§ STATED PROBLEM A:
Reproduce the parenting blog post word for word, starting with "Then, I stopped" and going on through "I'm talking about.".
§ STATED PROBLEM B:
Summarize the parenting blog post in two sentences.
§ STATED PROBLEM C:
Pick up the parenting blog post where it stops and keep writing it.

§ TEXT PROVIDED:
== == ==

Every Day is Son's and Daughter's Day: When Social Media Makes Us Question Our Love
Posted by Bethany Robin, Staff Writer for Urban Infant on
A couple of years ago on August 12th, I opened Instagram and immediately felt a wave of mom guilt. My feed was full of cute photos from the day before. Several of my friends and acquaintances had posted their smiling kids with heartfelt captions that ended with #nationalsonsday and #nationaldaughtersday.
My initial response was, "Wait, what? That’s a thing? How did I miss that? Will it look bad if I post today instead?"
Then, I stopped for a moment and realized how silly it was that I was experiencing such instant panic. As if somehow, by not posting about my kids on some random Tuesday, I had failed them. If you're a parent on social media, you probably know exactly what I'm talking about.
The Pressure of the Highlight Reel
National Son's and Daughter's Day does have some actual history (something about a guy in Missouri in the 1930s who thought kids needed their own day?), but like most obscure "national days," it faded into irrelevance for decades.

== == ==

§ DATA RECORDS:
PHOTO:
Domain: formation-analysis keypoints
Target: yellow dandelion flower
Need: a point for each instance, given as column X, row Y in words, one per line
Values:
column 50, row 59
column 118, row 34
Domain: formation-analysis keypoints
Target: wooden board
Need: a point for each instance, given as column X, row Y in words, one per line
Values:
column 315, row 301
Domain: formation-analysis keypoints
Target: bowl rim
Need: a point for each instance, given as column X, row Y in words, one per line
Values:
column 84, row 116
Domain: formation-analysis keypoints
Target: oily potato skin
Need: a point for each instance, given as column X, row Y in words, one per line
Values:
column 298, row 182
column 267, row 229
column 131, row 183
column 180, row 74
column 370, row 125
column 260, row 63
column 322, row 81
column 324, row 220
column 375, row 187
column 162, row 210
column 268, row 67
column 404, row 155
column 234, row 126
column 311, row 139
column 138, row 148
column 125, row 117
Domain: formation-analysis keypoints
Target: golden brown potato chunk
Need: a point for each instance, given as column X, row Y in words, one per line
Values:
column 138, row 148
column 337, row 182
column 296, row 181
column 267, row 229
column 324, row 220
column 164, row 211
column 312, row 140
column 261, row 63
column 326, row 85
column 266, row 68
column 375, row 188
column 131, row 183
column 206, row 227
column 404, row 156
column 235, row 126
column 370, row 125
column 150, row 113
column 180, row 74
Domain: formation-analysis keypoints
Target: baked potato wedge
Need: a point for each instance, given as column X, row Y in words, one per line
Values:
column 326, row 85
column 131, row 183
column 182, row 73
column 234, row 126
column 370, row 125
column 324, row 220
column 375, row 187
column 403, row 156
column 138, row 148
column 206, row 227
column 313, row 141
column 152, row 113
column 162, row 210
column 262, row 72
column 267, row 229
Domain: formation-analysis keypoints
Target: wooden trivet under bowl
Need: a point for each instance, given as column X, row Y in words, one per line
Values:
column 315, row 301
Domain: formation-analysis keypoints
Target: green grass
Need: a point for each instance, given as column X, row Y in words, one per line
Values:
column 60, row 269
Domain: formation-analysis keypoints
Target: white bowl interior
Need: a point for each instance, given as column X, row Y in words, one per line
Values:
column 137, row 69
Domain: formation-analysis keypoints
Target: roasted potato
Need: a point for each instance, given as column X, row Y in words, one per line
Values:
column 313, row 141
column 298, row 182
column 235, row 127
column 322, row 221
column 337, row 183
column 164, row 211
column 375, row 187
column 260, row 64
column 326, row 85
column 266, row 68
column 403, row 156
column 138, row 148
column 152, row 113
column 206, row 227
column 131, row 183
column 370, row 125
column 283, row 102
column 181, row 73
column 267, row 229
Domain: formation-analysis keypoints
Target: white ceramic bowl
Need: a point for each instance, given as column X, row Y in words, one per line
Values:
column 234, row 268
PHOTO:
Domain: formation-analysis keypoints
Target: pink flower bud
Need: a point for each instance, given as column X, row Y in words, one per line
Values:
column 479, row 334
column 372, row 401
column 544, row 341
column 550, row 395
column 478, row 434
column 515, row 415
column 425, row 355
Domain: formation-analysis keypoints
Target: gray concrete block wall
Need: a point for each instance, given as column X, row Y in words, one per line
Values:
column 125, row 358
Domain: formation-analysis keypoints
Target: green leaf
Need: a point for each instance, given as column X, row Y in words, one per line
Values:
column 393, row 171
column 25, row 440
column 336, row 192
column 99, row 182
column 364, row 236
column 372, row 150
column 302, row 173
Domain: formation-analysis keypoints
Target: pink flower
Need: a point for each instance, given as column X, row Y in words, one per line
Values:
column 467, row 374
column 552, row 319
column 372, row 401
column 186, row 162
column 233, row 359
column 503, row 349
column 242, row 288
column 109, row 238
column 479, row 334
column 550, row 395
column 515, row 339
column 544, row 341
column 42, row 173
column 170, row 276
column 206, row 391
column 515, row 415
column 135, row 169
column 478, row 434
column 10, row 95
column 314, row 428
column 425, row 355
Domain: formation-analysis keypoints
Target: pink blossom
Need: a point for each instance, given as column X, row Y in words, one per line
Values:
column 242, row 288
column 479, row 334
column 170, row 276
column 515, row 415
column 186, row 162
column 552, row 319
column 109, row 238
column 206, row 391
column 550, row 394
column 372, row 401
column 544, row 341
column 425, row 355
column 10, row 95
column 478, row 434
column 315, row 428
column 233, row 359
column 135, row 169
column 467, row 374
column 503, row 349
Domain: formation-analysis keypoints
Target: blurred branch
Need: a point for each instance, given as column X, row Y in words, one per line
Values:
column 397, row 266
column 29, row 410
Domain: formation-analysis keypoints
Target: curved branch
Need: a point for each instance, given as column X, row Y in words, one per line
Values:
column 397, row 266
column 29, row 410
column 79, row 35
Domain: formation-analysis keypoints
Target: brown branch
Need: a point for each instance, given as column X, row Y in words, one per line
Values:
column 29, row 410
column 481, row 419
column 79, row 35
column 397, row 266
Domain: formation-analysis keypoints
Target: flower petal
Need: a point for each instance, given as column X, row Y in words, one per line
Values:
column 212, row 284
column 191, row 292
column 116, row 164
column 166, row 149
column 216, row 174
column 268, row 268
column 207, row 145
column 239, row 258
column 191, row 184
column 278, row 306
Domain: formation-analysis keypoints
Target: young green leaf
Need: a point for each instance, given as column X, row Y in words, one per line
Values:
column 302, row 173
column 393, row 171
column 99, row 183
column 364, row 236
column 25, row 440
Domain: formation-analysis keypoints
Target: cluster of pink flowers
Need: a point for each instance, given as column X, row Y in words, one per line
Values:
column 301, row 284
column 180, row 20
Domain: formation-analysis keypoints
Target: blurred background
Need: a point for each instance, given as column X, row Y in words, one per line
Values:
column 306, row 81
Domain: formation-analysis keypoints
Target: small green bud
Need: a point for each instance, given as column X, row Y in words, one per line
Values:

== == ==

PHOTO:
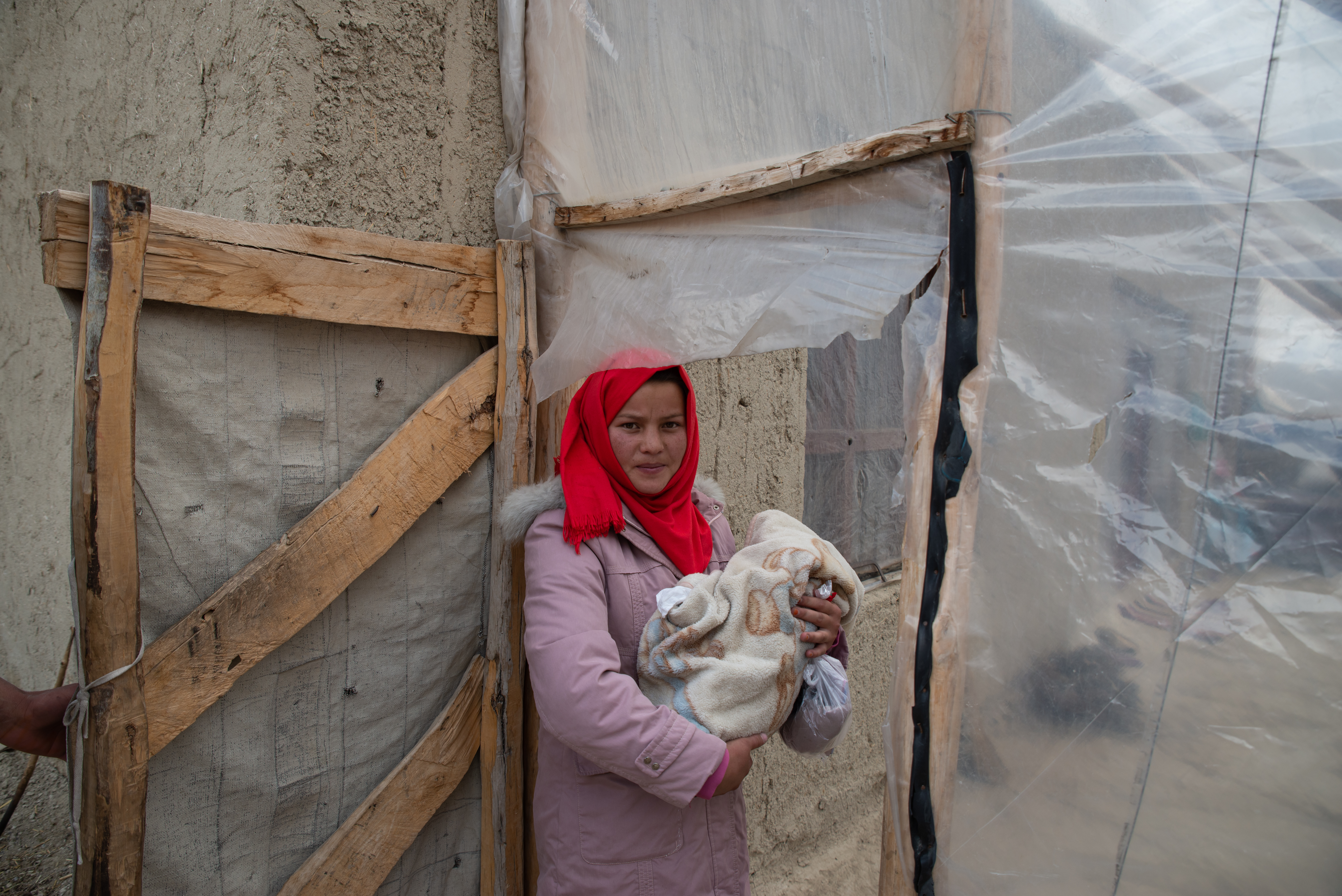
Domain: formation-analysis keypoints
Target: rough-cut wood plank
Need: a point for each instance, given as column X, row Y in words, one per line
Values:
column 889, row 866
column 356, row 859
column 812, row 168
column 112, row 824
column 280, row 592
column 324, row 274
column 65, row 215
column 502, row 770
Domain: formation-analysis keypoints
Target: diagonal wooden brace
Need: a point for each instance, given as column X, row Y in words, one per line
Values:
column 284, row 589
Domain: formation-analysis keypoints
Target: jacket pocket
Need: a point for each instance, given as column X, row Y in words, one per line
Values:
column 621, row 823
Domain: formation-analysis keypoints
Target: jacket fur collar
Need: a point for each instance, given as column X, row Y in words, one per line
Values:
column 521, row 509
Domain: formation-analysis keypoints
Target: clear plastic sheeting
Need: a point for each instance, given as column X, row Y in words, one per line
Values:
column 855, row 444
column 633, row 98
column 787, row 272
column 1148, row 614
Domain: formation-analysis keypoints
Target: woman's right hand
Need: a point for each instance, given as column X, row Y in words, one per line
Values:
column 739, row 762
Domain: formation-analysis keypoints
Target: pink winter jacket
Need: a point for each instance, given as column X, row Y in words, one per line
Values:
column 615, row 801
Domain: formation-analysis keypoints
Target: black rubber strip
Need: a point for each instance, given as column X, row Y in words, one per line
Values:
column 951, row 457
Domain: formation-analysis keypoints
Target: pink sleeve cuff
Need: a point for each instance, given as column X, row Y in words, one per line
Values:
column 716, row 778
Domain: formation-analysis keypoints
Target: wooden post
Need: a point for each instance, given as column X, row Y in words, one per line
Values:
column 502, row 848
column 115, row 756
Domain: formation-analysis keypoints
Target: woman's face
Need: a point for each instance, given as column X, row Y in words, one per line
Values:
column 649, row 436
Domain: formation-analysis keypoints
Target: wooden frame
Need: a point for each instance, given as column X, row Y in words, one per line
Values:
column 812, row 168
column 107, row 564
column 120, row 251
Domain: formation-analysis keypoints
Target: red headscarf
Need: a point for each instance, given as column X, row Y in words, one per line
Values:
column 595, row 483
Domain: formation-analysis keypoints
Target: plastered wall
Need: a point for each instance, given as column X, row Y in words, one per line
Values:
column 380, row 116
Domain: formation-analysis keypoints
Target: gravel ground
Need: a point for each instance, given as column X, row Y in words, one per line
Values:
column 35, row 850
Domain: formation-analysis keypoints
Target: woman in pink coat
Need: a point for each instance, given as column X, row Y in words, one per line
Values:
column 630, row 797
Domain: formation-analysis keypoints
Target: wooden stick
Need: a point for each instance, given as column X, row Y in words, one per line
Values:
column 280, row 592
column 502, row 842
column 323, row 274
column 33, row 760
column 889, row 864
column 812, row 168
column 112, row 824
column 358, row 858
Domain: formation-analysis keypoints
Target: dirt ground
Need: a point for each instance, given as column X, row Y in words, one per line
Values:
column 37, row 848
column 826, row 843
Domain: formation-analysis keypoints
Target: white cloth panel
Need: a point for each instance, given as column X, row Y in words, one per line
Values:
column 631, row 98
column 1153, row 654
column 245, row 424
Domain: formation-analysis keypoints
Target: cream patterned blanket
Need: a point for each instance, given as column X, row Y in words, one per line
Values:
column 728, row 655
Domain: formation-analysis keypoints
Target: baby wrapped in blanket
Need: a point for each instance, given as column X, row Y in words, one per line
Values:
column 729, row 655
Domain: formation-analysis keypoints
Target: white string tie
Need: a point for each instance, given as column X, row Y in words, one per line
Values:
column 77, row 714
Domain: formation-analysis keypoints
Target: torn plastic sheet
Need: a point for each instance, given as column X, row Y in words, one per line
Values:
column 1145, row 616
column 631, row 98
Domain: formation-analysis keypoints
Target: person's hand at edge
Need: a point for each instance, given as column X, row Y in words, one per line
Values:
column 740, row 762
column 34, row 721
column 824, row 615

== == ==

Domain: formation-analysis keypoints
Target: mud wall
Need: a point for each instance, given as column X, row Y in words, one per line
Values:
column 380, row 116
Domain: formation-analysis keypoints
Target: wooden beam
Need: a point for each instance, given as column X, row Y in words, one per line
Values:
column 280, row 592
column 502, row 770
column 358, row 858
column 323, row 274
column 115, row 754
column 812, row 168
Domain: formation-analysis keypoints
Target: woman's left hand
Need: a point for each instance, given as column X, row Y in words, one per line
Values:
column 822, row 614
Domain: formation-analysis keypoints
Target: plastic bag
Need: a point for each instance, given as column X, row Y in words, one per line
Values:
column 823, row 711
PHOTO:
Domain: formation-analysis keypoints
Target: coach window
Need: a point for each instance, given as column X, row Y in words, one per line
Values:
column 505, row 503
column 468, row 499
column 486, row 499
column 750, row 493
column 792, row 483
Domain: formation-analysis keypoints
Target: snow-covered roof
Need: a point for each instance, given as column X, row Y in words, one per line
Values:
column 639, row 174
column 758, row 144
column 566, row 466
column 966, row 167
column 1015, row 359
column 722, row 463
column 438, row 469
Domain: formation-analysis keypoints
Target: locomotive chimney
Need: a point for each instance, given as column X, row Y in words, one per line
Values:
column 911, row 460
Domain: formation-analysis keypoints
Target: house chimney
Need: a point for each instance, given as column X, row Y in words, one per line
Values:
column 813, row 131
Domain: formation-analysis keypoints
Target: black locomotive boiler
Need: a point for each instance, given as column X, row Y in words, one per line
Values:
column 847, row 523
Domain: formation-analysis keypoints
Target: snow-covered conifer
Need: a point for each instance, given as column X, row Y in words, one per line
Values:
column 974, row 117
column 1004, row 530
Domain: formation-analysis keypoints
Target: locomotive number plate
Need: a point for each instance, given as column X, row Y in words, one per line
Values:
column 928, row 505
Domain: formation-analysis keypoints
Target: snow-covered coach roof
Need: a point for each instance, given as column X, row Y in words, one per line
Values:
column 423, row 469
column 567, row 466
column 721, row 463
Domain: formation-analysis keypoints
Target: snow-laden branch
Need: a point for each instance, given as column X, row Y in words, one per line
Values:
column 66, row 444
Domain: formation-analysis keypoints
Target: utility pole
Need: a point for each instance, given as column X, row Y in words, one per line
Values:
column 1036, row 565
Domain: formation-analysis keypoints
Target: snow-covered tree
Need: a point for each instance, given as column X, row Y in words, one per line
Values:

== == ==

§ EXPECTED ANSWER A:
Then, I stopped for a moment and realized how silly it was that I was experiencing such instant panic. As if somehow, by not posting about my kids on some random Tuesday, I had failed them. If you're a parent on social media, you probably know exactly what I'm talking about.

§ EXPECTED ANSWER B:
The writer recalls opening Instagram on August 12th a couple of years ago, seeing friends' photos of their kids tagged #nationalsonsday and #nationaldaughtersday from the day before, and feeling an instant wave of mom guilt for missing it. After a moment the writer saw how silly that panic was, noting that National Son's and Daughter's Day has some real history but, like most obscure "national days," faded into irrelevance for decades.

§ EXPECTED ANSWER C:
Then social media happened, and suddenly every forgotten holiday got a second life as content. Countless celebrations, from National Doughnut Day to National Selfie Day, now pop up in our feeds with zero context but maximum FOMO if we don't participate.
The weird thing about Son’s and Daughter's Day, in particular, is that the pressure isn't even coming from greeting card companies trying to sell us stuff (Hallmark doesn't even make cards for this one).
Instead, we put the pressure on ourselves to post a curated highlight reel with a sweet caption. Often, seeing other parents posting picture-perfect moments makes the rest of us question whether we're doing enough, loving enough, or celebrating enough.
The Performative Parenting Trap
Look, I love my kids. My 10-year-old son, my 6-year-old daughter, and my 4-year-old identical twin boys are pretty great humans most of the time. But parenting can also be exhausting and relentless. Sometimes, I'm just trying to get everyone fed and to bed without anyone having a complete meltdown (including me).
I'm not always in a "let me craft a beautiful tribute to my children" headspace. Some days, I'm counting down the days until they’re finally all back in school. And you know what, I do prioritize Mother's Day over National Son and Daughter Day, gosh darn it. You know, the day that's actually about appreciating the person who has kept these tiny humans alive and relatively functional for the last decade?
Over the years, I’ve realized that it's okay to take the time to celebrate myself sometimes, too. It’s normal and good. It doesn't make me a bad mom, and it doesn't make you one either.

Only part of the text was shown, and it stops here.